* _TRY IT_: Write the line that contains "mark: the brass bail handle" and each one after it, word for word, ending with the final line of the data.

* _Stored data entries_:

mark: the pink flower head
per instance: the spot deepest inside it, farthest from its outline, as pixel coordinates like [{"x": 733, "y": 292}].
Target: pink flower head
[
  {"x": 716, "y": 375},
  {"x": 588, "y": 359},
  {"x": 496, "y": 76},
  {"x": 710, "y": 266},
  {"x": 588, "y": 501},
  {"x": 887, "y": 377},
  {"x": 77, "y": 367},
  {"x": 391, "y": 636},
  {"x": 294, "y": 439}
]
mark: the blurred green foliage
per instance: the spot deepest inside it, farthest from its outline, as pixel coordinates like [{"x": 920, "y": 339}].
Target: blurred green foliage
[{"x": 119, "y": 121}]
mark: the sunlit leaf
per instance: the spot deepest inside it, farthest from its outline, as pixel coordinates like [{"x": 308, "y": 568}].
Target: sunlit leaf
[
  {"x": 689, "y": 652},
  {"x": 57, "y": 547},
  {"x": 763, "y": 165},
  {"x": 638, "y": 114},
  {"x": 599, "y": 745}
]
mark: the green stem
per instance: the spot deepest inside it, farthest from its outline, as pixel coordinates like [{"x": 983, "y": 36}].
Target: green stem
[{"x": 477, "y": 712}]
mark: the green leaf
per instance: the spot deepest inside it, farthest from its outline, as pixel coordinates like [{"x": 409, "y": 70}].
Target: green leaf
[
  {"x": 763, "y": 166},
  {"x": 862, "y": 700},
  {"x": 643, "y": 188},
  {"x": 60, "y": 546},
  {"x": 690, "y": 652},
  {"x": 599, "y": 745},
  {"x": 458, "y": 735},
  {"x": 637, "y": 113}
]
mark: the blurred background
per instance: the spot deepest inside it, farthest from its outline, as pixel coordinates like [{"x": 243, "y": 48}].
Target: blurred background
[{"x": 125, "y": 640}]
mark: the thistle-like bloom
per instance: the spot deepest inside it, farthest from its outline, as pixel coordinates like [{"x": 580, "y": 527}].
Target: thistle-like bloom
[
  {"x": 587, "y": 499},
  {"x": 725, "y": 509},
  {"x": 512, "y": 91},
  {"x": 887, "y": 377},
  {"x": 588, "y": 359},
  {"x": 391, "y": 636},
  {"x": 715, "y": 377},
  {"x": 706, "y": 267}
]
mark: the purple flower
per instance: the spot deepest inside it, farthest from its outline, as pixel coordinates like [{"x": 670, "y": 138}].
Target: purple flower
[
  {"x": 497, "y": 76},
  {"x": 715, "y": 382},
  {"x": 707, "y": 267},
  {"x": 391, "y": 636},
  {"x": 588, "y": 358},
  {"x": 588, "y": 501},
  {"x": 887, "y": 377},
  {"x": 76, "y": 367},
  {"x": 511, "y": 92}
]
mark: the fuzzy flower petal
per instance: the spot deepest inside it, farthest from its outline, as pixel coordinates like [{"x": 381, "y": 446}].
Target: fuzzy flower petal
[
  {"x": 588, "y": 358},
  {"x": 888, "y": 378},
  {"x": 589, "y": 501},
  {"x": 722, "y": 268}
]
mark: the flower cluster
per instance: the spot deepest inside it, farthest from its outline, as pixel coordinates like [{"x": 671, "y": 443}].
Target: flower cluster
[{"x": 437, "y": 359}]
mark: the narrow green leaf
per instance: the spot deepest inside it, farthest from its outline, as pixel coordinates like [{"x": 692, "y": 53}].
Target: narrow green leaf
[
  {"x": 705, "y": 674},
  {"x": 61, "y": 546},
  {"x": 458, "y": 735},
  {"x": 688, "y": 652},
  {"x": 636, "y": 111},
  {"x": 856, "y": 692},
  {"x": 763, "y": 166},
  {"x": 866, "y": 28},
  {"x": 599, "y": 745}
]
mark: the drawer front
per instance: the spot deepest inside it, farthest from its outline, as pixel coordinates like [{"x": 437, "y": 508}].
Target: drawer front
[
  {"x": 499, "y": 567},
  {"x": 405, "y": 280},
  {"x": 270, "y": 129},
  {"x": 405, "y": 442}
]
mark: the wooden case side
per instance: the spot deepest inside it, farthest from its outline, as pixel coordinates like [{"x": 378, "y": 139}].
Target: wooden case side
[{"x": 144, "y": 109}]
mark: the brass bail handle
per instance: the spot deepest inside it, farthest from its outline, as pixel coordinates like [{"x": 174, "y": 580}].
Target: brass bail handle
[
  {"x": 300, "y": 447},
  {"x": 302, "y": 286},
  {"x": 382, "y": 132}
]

* _SOLUTION BELOW_:
mark: the brass bail handle
per instance: the spot deepest inside it, farthest from its outline, as pixel coordinates like [{"x": 174, "y": 580}].
Target: brass bail handle
[
  {"x": 300, "y": 447},
  {"x": 302, "y": 286},
  {"x": 382, "y": 132}
]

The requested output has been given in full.